Exercise:
Output everything in the listing exactly, with no line missing.

Records for the task:
..........

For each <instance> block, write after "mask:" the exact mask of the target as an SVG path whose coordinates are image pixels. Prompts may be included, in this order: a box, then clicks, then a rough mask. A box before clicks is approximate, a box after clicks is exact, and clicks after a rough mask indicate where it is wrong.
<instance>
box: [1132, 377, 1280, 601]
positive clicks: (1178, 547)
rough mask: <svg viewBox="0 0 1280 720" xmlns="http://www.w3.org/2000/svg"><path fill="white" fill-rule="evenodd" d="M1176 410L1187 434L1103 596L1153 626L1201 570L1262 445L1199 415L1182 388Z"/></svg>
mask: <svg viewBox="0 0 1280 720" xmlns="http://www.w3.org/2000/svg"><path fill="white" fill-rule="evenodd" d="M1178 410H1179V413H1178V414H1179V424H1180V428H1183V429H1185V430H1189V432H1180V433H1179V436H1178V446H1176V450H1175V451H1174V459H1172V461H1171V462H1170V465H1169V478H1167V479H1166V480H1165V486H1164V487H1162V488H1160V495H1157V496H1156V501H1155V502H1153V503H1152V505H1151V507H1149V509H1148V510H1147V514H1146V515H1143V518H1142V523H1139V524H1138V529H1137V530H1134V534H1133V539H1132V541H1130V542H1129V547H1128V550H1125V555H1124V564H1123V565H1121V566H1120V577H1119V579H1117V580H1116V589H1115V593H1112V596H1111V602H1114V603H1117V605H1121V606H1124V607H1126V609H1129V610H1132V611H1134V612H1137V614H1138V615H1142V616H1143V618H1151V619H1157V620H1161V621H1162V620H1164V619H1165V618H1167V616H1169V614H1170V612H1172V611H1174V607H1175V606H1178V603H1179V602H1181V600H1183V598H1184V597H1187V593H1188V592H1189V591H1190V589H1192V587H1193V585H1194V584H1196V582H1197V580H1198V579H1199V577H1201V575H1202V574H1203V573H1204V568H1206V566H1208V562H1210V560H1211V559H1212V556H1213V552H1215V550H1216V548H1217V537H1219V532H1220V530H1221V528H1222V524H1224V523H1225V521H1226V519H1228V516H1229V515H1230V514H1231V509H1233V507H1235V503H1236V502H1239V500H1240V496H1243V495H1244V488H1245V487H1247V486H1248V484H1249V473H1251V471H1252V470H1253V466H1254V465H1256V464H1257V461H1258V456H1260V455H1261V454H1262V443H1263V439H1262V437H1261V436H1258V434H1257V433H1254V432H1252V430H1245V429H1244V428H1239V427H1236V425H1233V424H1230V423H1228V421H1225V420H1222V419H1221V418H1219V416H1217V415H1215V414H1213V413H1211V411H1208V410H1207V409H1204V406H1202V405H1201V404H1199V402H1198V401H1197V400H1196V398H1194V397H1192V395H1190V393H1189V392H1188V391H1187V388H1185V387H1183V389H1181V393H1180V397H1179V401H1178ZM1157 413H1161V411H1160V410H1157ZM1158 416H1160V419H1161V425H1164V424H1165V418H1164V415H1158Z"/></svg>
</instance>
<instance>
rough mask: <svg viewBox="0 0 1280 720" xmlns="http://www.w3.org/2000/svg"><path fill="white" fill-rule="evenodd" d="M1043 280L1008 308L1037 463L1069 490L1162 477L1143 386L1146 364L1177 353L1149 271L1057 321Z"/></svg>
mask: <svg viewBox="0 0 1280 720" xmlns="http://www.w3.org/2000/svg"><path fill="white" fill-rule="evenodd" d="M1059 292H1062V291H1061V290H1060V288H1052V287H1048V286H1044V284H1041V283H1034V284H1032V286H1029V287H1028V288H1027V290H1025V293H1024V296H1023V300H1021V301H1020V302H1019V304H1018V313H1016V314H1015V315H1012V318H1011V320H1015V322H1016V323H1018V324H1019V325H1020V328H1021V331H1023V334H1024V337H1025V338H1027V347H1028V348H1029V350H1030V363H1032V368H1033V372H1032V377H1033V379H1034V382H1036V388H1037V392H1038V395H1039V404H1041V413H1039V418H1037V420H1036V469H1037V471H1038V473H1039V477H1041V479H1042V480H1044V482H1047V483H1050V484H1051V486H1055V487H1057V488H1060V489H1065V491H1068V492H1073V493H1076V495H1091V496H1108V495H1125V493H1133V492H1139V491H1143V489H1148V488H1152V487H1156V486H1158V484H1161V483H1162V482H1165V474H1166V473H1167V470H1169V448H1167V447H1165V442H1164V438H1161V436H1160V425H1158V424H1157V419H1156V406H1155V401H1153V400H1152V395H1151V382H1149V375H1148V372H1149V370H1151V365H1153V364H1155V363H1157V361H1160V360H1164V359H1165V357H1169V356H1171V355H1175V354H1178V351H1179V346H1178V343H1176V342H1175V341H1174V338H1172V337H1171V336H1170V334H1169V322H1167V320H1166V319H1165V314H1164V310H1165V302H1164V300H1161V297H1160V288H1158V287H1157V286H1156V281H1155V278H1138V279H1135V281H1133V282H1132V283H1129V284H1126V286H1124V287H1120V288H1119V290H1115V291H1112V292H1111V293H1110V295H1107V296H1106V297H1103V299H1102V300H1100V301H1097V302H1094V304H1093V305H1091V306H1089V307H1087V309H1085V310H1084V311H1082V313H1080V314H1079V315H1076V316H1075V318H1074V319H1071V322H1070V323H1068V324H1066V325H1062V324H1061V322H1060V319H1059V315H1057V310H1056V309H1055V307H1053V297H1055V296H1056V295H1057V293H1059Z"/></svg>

..........

Solution to this problem:
For each <instance> block, write after "mask:" the exact mask of the target as an SVG path whose coordinates are image pixels. Prompts may be included, in this order: a box, then clicks, then a rough mask. A box before clicks is approximate, a box after clicks is exact, and clicks after a rough mask indicate where it is wrong.
<instance>
box: [1132, 377, 1280, 601]
positive clicks: (1178, 547)
rough mask: <svg viewBox="0 0 1280 720" xmlns="http://www.w3.org/2000/svg"><path fill="white" fill-rule="evenodd" d="M1176 410L1187 434L1103 596L1153 626L1201 570L1262 445L1199 415L1182 388Z"/></svg>
mask: <svg viewBox="0 0 1280 720" xmlns="http://www.w3.org/2000/svg"><path fill="white" fill-rule="evenodd" d="M1178 410H1179V413H1178V414H1179V424H1180V428H1183V429H1185V430H1189V432H1180V433H1179V436H1178V446H1176V450H1175V451H1174V459H1172V461H1171V462H1170V465H1169V478H1167V479H1166V480H1165V486H1164V487H1162V488H1160V495H1157V496H1156V501H1155V502H1153V503H1152V505H1151V507H1149V509H1148V510H1147V514H1146V515H1143V518H1142V523H1139V524H1138V529H1137V530H1134V534H1133V539H1132V541H1130V542H1129V547H1128V550H1125V555H1124V564H1123V565H1121V566H1120V577H1119V579H1117V580H1116V589H1115V593H1112V596H1111V602H1114V603H1117V605H1121V606H1124V607H1126V609H1129V610H1132V611H1134V612H1137V614H1138V615H1142V616H1143V618H1151V619H1157V620H1161V621H1162V620H1164V619H1165V618H1167V616H1169V614H1170V612H1172V611H1174V607H1175V606H1178V603H1179V602H1181V600H1183V598H1184V597H1187V593H1188V592H1189V591H1190V589H1192V587H1193V585H1194V584H1196V582H1197V580H1198V579H1199V577H1201V575H1202V574H1203V573H1204V568H1206V566H1208V562H1210V560H1211V559H1212V556H1213V552H1215V550H1216V548H1217V537H1219V532H1220V530H1221V528H1222V524H1224V523H1225V521H1226V519H1228V516H1229V515H1230V514H1231V509H1233V507H1235V503H1236V502H1239V500H1240V496H1243V495H1244V488H1245V487H1247V486H1248V484H1249V473H1251V471H1252V470H1253V466H1254V465H1256V464H1257V461H1258V456H1260V455H1261V454H1262V443H1263V439H1262V437H1261V436H1258V434H1257V433H1254V432H1252V430H1245V429H1244V428H1239V427H1236V425H1233V424H1230V423H1228V421H1225V420H1222V419H1221V418H1219V416H1217V415H1215V414H1213V413H1211V411H1208V410H1207V409H1204V406H1202V405H1201V404H1199V402H1198V401H1197V400H1196V398H1194V397H1192V395H1190V393H1189V392H1188V391H1187V388H1185V387H1183V389H1181V393H1180V397H1179V401H1178ZM1157 413H1161V411H1160V410H1157ZM1158 416H1160V419H1161V425H1164V424H1165V418H1164V415H1158Z"/></svg>
</instance>
<instance>
rough mask: <svg viewBox="0 0 1280 720" xmlns="http://www.w3.org/2000/svg"><path fill="white" fill-rule="evenodd" d="M1043 280L1008 308L1037 463L1069 490L1162 477L1143 386L1146 364L1177 353L1149 271L1057 321Z"/></svg>
mask: <svg viewBox="0 0 1280 720" xmlns="http://www.w3.org/2000/svg"><path fill="white" fill-rule="evenodd" d="M1059 292H1062V291H1061V290H1060V288H1052V287H1048V286H1044V284H1041V283H1034V284H1032V286H1029V287H1028V288H1027V290H1025V293H1024V296H1023V300H1021V301H1020V302H1019V304H1018V313H1016V314H1015V315H1012V318H1011V320H1015V322H1016V323H1018V324H1019V325H1020V328H1021V331H1023V334H1024V337H1025V338H1027V347H1028V348H1029V350H1030V363H1032V368H1033V372H1032V377H1033V379H1034V382H1036V388H1037V392H1038V395H1039V404H1041V413H1039V418H1037V420H1036V469H1037V471H1038V473H1039V477H1041V479H1042V480H1044V482H1047V483H1050V484H1051V486H1055V487H1057V488H1060V489H1065V491H1068V492H1073V493H1076V495H1091V496H1108V495H1125V493H1133V492H1139V491H1143V489H1148V488H1152V487H1156V486H1158V484H1161V483H1162V482H1165V474H1166V473H1167V470H1169V448H1167V447H1165V442H1164V438H1161V436H1160V425H1158V424H1157V419H1156V406H1155V401H1153V400H1152V395H1151V382H1149V375H1148V372H1149V370H1151V365H1153V364H1155V363H1157V361H1160V360H1164V359H1165V357H1169V356H1171V355H1175V354H1178V351H1179V346H1178V343H1176V342H1175V341H1174V338H1172V337H1171V336H1170V334H1169V322H1167V320H1166V319H1165V314H1164V310H1165V302H1164V300H1161V297H1160V288H1158V287H1157V286H1156V281H1155V278H1138V279H1135V281H1133V282H1132V283H1129V284H1126V286H1124V287H1120V288H1119V290H1115V291H1112V292H1111V293H1110V295H1107V296H1106V297H1103V299H1102V300H1100V301H1097V302H1094V304H1093V305H1091V306H1089V307H1087V309H1085V310H1084V311H1082V313H1080V314H1079V315H1076V316H1075V318H1074V319H1071V322H1070V323H1068V324H1066V325H1062V324H1061V322H1060V319H1059V315H1057V310H1056V309H1055V307H1053V297H1055V296H1056V295H1057V293H1059Z"/></svg>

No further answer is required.